WHAT THE TASK REQUIRES: From the line containing "If you could pin the parking" to the final line of the entries, every line is to be reproduced exactly; no other line belongs in the output.

RAW DATA:
-------

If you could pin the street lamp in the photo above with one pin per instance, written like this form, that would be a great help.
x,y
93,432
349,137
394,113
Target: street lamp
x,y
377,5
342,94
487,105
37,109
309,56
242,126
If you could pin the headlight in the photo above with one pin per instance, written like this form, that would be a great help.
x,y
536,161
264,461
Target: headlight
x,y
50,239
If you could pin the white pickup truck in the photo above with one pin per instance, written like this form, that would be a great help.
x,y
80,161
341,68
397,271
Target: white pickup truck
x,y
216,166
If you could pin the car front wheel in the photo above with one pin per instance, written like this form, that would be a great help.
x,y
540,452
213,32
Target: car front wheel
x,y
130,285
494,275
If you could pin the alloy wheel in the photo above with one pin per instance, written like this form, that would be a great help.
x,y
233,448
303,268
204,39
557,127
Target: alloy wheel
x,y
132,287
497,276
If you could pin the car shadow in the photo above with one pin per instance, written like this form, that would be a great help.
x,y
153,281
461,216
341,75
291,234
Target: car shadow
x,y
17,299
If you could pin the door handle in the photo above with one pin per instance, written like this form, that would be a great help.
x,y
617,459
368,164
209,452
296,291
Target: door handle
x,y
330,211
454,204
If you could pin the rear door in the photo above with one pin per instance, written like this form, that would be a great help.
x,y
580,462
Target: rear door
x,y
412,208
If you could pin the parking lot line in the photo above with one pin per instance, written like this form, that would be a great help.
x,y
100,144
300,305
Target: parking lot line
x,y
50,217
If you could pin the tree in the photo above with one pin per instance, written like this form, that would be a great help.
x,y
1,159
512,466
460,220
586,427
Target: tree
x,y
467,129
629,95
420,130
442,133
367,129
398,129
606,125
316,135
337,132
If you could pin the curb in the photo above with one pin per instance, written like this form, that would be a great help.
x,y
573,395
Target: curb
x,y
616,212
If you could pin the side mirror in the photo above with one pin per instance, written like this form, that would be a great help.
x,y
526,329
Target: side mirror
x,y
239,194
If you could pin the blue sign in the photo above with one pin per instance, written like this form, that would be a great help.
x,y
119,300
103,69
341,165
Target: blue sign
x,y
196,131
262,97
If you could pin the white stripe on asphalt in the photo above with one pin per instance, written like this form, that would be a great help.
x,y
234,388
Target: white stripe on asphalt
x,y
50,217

-------

TASK RESULT:
If you could pin the parking lot line in the photo above with one pin per instance, written like this form, that would be a great help.
x,y
100,144
300,305
Target: parking lot line
x,y
50,217
If you could pin the tree in the photo above with one pin per instance, written like this form, that would be a great help.
x,y
1,159
512,466
460,220
586,427
Target: tree
x,y
467,129
629,95
420,130
442,133
367,129
398,129
606,125
316,135
337,132
If you could pin the curb in the photo above with one pin per instance, written like this form, that would be a great help.
x,y
573,395
Target: curb
x,y
616,212
If you could pin the side mirror in the photo above with one pin per instance, written like this form, that would be a great help.
x,y
526,329
Target: side mirror
x,y
239,194
If you could pin the blue sign in the photo above with one pin per instance, written like this form, that would be a great help.
x,y
119,300
103,69
341,165
Target: blue sign
x,y
196,131
262,97
If you could pin the white stripe on asphalt in the photo above with one pin per instance, written like this form, that would be a great help.
x,y
234,388
Target: white stripe on asphalt
x,y
50,217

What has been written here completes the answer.